EXERCISE DESCRIPTION
Answer the following questions using the vampirism text.
(a) According to the interviewed "vampires," under what conditions could their power work?
(b) Which food does the vampirism text say is filled with iron?
(c) How does the vampirism text judge the claim that vampirism is a genetic mutation?

Next were tales of "psychic vampires" going after victims at a great distance.  I looked into cases of this and realised, like voodoo, the victim had a profound belief that the psychic vampire could affect them, which of course, he or she did... One wonders if this is a case of psychosomatic vampirism... The victim believes, ergo: It happens.  My studies seemed to bear this out.  Once, when interviewing one of these "vampires", I enquired about their "distance success rate", which at first, they assured me was spectacular.  When I asked about misses when trying their "power", they explained that nothing was perfect and their power could only work if the victim was either willing or knew about it.  This seems to really substantiate the psychosomatic properties of this.

Lastly, there is a school of thought that "real vampirism" is a disease.  Now, there is no doubt that there are diseases which drain the system of iron and force the person into cravings for iron-filled things.  Red meat is filled with iron and it has not been unheard of for people to crave raw or very rare meats.  This, translated and in the wrong mind, could set up a craving for blood and, according to almost every book on vampires I've read, has.  To add more credibility to this, the person ingests the rare meat and is momentarily invigorated as the iron improves their oxygen flow to their blood stream... Seems to look like someone was given "life" from "blood" to the untrained eye.  This is hardly vampirism and hardly paranormal.

Some have even come to claim that vampirism is a genetic mutation of some sort... even a disease that's transferable. This is pretty much nonsense and has no validation in genetic science, but I do know where the believers got this notion...

RECORD EXTRACTS
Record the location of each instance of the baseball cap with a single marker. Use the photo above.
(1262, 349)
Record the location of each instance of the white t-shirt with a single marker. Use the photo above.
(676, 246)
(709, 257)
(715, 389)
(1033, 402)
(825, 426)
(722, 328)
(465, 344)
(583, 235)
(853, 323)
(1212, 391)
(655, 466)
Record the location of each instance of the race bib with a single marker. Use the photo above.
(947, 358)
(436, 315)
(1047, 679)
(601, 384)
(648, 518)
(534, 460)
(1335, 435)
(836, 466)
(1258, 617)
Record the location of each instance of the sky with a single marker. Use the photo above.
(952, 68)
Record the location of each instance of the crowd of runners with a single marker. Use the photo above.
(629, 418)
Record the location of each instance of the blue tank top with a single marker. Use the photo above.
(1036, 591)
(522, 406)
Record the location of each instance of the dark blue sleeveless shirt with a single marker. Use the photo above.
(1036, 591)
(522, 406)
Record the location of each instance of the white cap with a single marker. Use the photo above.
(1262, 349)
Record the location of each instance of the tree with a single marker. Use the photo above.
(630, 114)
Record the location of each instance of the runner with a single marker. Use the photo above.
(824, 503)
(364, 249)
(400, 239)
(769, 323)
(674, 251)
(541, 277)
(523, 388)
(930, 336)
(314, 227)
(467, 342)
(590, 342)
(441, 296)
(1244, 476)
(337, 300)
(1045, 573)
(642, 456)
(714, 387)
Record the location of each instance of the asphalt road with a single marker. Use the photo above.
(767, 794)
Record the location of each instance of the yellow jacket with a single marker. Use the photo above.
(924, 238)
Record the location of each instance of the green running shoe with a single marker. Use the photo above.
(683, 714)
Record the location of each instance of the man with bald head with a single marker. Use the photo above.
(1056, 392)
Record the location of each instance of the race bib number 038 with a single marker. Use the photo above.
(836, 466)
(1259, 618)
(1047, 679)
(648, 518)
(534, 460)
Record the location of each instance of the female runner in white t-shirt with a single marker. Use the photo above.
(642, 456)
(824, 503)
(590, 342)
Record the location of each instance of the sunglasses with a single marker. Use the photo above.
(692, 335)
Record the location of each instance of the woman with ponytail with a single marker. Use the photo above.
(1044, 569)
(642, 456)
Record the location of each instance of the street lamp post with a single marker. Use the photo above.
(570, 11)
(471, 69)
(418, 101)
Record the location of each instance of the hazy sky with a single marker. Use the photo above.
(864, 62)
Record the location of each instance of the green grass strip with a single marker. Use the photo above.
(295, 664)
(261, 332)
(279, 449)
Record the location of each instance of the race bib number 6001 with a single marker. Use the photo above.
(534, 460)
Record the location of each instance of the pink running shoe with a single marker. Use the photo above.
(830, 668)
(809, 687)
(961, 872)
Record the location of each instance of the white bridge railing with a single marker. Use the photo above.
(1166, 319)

ANSWER SECTION
(a) Their power could work only if the victim was either willing or knew about it.
(b) Red meat.
(c) It calls the claim pretty much nonsense with no validation in genetic science.